● Given exercise a
Put the entries from the line containing "# Mark the region of the dachstein" through the end of the entries into a JSON list of strings, one string per line, leaving out blank lines.
----- Source -----
Reading of the Word of God

Alleluia, alleluia, alleluia

I am the good shepherd,
my sheep listen to my voice,
and they become
one flock and one fold.

Alleluia, alleluia, alleluia

1 Maccabees 11, 1-37

The king of Egypt then assembled an army as numerous as the sands of the seashore, with many ships, and set out to take possession of Alexander's kingdom by a ruse and add it to his own kingdom.

He set off for Syria with protestations of peace, and the people of the towns opened their gates to him and came out to meet him, since King Alexander's orders were to welcome him, Ptolemy being his father-in-law.

On entering the towns, however, Ptolemy quartered troops as a garrison in each one.

When he reached Azotus he was shown the burnt-out temple of Dagon, with Azotus and its suburbs in ruins, corpses scattered here and there, and the charred remains of those whom Jonathan had burnt to death in the battle, piled into heaps along his route.

They explained to the king what Jonathan had done, hoping for his disapproval; but the king said nothing.

Jonathan went in state to meet the king at Joppa, where they greeted each other and spent the night.

Jonathan accompanied the king as far as the river called Eleutherus, and then returned to Jerusalem.

King Ptolemy for his part occupied the coastal towns as far as Seleucia on the coast, all the while maturing his wicked designs against Alexander.

He sent envoys to King Demetrius to say, 'Come and let us make a treaty; I shall give you my daughter, whom Alexander now has, and you shall rule your father's kingdom.

I regret having given my daughter to that man, since he has tried to kill me.'

He made this accusation because he coveted his kingdom.

Having carried off his daughter and bestowed her on Demetrius, he broke with Alexander, and their enmity became open.

Ptolemy next entered Antioch and assumed the crown of Asia; he now wore on his head the two crowns of Egypt and Asia.

King Alexander was in Cilicia at the time, since the people of those parts had risen in revolt,

but when he heard the news, he advanced on his rival to give battle, while Ptolemy for his part also took the field, met him with a strong force and routed him.

Alexander fled to Arabia for refuge, and King Ptolemy reigned supreme.

Zabdiel the Arab cut off Alexander's head and sent it to Ptolemy.

Three days later King Ptolemy died, and the Egyptian garrisons in the strongholds were killed by the local inhabitants.

So Demetrius became king in the year 167.

At the same time, Jonathan mustered the men of Judaea for an assault on the Citadel of Jerusalem, and they set up numerous siege-engines against it.
----- Rows -----
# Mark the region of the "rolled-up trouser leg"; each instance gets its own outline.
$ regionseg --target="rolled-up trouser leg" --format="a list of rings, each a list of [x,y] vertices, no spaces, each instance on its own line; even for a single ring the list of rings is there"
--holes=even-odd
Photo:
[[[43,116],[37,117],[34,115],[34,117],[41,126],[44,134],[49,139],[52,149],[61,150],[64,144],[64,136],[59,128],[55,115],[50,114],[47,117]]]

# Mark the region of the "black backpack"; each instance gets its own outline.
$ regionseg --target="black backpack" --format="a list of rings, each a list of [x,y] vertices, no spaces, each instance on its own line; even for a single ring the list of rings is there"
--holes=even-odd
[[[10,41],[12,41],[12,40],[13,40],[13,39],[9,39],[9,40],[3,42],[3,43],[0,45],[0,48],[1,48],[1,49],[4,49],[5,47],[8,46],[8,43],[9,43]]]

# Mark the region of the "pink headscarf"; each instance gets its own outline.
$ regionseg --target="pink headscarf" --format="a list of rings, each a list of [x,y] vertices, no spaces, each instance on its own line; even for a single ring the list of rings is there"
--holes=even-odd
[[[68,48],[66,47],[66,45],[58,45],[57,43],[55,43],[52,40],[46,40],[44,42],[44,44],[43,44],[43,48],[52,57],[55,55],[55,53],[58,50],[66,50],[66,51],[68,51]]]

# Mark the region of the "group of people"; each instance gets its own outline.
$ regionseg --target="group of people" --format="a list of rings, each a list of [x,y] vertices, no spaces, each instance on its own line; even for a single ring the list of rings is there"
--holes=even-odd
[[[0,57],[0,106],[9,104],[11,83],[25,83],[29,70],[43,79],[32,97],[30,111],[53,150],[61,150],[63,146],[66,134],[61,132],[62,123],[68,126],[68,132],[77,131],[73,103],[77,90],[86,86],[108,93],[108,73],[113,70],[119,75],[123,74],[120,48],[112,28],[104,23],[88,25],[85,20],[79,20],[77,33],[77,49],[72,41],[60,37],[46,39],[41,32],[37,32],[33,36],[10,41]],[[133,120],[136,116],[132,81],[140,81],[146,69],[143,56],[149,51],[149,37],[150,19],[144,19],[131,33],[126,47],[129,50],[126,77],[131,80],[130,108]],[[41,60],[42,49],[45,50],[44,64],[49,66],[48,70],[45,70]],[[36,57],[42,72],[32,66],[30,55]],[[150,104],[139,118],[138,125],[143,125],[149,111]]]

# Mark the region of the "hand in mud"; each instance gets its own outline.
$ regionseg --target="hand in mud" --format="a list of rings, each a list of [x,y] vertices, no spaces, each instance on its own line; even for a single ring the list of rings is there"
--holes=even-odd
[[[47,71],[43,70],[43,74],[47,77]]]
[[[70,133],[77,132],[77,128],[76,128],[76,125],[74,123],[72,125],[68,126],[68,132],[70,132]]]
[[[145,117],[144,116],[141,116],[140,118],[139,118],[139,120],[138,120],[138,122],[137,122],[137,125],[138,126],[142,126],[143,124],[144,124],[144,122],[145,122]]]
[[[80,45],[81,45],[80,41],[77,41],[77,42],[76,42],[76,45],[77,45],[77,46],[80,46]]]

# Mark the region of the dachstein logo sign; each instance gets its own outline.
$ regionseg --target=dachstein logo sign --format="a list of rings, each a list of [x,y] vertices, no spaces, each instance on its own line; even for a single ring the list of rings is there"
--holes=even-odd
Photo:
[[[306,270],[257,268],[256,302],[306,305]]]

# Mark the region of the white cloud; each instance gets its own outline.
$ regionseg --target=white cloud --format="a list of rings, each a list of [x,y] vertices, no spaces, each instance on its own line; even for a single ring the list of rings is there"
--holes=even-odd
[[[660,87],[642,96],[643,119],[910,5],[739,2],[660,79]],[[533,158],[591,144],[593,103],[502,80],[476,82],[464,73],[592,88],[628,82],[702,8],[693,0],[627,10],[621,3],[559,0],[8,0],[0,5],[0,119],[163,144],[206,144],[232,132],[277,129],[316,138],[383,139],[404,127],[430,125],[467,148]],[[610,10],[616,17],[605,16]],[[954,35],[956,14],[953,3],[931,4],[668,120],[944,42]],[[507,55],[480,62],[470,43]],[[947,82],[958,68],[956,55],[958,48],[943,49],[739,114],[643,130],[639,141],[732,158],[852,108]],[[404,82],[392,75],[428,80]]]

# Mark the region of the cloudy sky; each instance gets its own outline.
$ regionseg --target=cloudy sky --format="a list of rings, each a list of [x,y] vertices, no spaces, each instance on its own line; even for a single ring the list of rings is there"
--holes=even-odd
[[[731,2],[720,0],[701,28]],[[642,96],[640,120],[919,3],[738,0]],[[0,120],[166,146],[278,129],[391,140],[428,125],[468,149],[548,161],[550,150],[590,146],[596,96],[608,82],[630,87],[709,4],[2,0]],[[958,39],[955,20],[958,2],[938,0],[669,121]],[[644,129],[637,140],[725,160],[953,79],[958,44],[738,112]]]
-----
● Given exercise b
Which cities does the reading from 1 Maccabees name?

● Answer a
[
  "# Mark the region of the dachstein logo sign; each instance gets its own outline.",
  "$ regionseg --target=dachstein logo sign --format=\"a list of rings, each a list of [x,y] vertices, no spaces, each instance on its own line; even for a single ring the list of rings is there\"",
  "--holes=even-odd",
  "Photo:",
  "[[[306,270],[257,268],[256,302],[306,305]]]",
  "# Mark the region of the white cloud; each instance gets its own outline.",
  "$ regionseg --target=white cloud --format=\"a list of rings, each a list of [x,y] vertices, no spaces, each instance on its own line; even for a single ring the list of rings is there\"",
  "--holes=even-odd",
  "[[[660,87],[642,96],[643,119],[910,5],[739,2],[660,79]],[[533,158],[591,144],[593,103],[502,80],[476,82],[464,73],[592,88],[628,82],[702,8],[693,0],[627,10],[621,3],[559,0],[8,0],[0,5],[0,119],[163,144],[206,144],[232,132],[277,129],[316,138],[383,139],[404,127],[430,125],[467,148]],[[610,10],[616,17],[605,16]],[[954,35],[956,14],[953,3],[931,4],[668,120],[944,42]],[[507,55],[480,62],[470,43]],[[947,82],[958,68],[956,55],[958,48],[943,49],[739,114],[643,130],[639,141],[732,158],[852,108]],[[404,82],[392,75],[428,80]]]",
  "# Mark the region of the cloudy sky; each instance gets its own outline.",
  "$ regionseg --target=cloudy sky --format=\"a list of rings, each a list of [x,y] vertices, no spaces, each instance on its own line; even for a single ring the list of rings is there\"",
  "--holes=even-odd",
  "[[[731,2],[720,0],[701,28]],[[642,96],[640,120],[919,3],[738,0]],[[0,120],[166,146],[278,129],[391,140],[428,125],[468,149],[548,161],[550,150],[590,146],[596,96],[608,82],[630,87],[709,4],[2,0]],[[958,39],[955,20],[958,2],[938,0],[669,121]],[[644,129],[637,140],[725,160],[953,79],[958,44],[738,112]]]"
]

● Answer b
Azotus, Joppa, Jerusalem, Seleucia, Antioch